# What this task involves
Reproduce word for word the stretch of the essay about growing up on a North Carolina cotton farm from "- Systems seek" through "myself as a systems thinker.".

# Source passage

++++++

Or: How growing up on a cotton farm in eastern North Carolina shaped my understanding of how the world works and my decision to pursue innovation to as a systems thinker.
When I tell people I grew up on a farm in eastern North Carolina, I can almost see the images of what that means popping into their heads. Long rows of cotton. Kids running barefoot through grassy lawns. Parents doing their best to make an honest living. A simple upbringing in a sleepy rural community.
Growing up on a family farm in a rural eastern North Carolina town, I can tell you that life in an agriculture-based community is anything but simple.
In truth, the complexity in my hometown is staggering. Incredibly powerful forces converge in a single location. There are global economic shifts impacting agricultural commodity prices and trade realities. I remember tobacco bailouts of the 1990s that created long-term, unintended consequences for tobacco-dependent communities across the state. I remember historic yet largely unspoken and unacknowledged racial tensions. And I observed struggling schools and local economies amidst a declining population and limited job opportunities.
No, not simple at all.
Yet, through the complexity, I began to see connections among the forces at play. People around me would talk about race, poverty, health, and opportunity in isolation. Yet I saw them as inextricably linked. I watched, baffled, as people with so much in common claimed to be utterly distinct.
I searched and searched for the root causes of the challenges facing my beloved hometown. And I was left with more questions than answers. I also had a deep desire to better understand how we got where we were.
The quest to understand the complex interaction of forces at play in my hometown and the many communities I’ve visited since my youth propels me as the systems thinker I am today. Follow the connections. Question why. Seek out potential solutions to the challenges facing rural agrarian communities in my backyard, and across the world.
What are the lessons I’ve learned?
After 20 plus years as a systems thinker, this is a bit of what I’ve learned. My lessons are informed by numerous systems practitioners. Their work has shaped my worldview just like those cotton fields of my youth.
- Systems seek balance. If a system is in a certain state, it’s because the forces at play like it at that state. You must change the underlying forces at play if you want to change the system.
- Healthier systems are the goal. Systems don’t get “solved.” Our best hope is that systems get healthier, creating better outcomes for those who live within their boundaries.
- Systems require change strategies as multi-faceted as the forces at play. No single moon shots for systems change, I’m afraid. Integrated innovation strategies are the way to go. How might we hit a lever, that hits a lever, that hits two levers? That’s the question I’m constantly asking myself as a systems thinker.
- Systems leaders aren’t born; they are made. Systems thinking skills can be learned just like any other set of critical thinking skills. Daily practice forms routines that over time become habits. After a while, you can’t recall what it was like before you were a systems thinker. You can’t not see the world as a series of connections, as a constant ebb and flow of forces and interactions.
We need better tools and approaches to understand the root causes of unhealthy systems . In addition we need better ways to measure progress towards healthier systems. Institutions that care about social impact are increasingly exploring new ways to monitor and evaluate systems change, with an eye towards enhancing system health. I’m excited to dig into Alnoor Ebrahim’s recent book Measuring Social Change: Performance and Accountability in a Complex World to see what new insight he offers.
My continuing quest as a system thinker
When I visit my hometown, signs of decline continue to reveal themselves. Another closed storefront on the main street. Another dilapidated section of housing.
And yet, I see reasons to hope that steadiness, if not a full rejuvenation, is ahead. I see my brother-hard-working and entrepreneurial-working the same fields my father worked. Yet my brother brings to his work his own flavor of digital technology and other resources that signal an appetite to do things differently.
I see subtle shifts in U.S. consumers’ desire for increased transparency and trust in their food chains, creating an opening for local producers. I see vulnerabilities uncovered by COVID-19 that demonstrate the critical necessity of robust, resilient local food systems.
Signals of the future in today’s moments? Perhaps. For now, I’m okay sitting with the unknowns and continuing my quest as a systems thinker: to see connections, find patterns, identify root causes, experiment, and do what I can to promote healthier agriculture systems and rural communities at home and abroad.

++++++

(Stored data entries)
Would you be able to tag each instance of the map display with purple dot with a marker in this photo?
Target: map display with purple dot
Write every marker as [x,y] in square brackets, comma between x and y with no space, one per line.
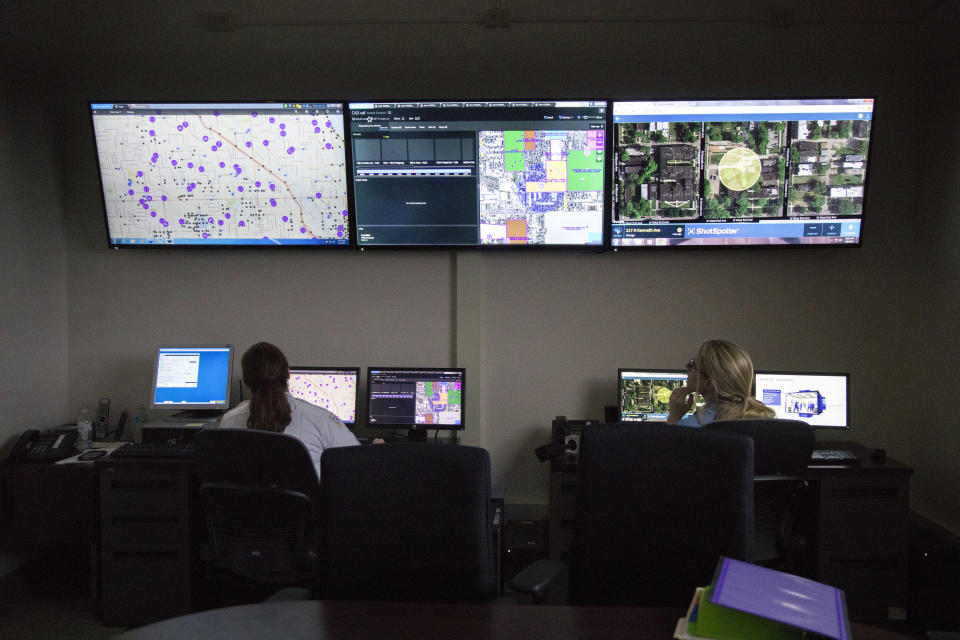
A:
[331,389]
[223,174]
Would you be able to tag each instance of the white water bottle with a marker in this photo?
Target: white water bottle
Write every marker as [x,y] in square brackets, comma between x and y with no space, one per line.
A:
[84,430]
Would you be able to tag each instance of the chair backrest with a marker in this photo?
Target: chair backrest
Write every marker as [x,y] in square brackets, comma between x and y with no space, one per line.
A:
[779,446]
[657,506]
[407,522]
[259,493]
[782,450]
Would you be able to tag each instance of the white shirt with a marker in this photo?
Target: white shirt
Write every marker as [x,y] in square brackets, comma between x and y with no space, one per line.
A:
[315,427]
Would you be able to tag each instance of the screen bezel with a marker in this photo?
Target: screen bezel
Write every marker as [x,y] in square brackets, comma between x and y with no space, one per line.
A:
[356,388]
[751,246]
[415,426]
[623,370]
[196,406]
[350,245]
[601,247]
[843,374]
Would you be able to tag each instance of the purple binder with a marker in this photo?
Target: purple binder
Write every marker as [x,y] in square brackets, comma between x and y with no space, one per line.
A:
[798,602]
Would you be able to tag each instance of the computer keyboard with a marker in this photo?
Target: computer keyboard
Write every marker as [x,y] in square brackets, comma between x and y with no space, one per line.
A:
[833,456]
[154,450]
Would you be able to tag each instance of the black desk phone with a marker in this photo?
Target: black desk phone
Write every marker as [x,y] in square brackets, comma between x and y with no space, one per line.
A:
[36,447]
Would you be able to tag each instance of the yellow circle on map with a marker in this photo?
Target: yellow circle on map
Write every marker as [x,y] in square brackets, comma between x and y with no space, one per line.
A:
[739,169]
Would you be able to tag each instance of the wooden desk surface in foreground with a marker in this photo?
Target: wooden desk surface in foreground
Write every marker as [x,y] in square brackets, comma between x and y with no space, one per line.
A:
[337,620]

++++++

# Response box
- Systems seek balance. If a system is in a certain state, it’s because the forces at play like it at that state. You must change the underlying forces at play if you want to change the system.
- Healthier systems are the goal. Systems don’t get “solved.” Our best hope is that systems get healthier, creating better outcomes for those who live within their boundaries.
- Systems require change strategies as multi-faceted as the forces at play. No single moon shots for systems change, I’m afraid. Integrated innovation strategies are the way to go. How might we hit a lever, that hits a lever, that hits two levers? That’s the question I’m constantly asking myself as a systems thinker.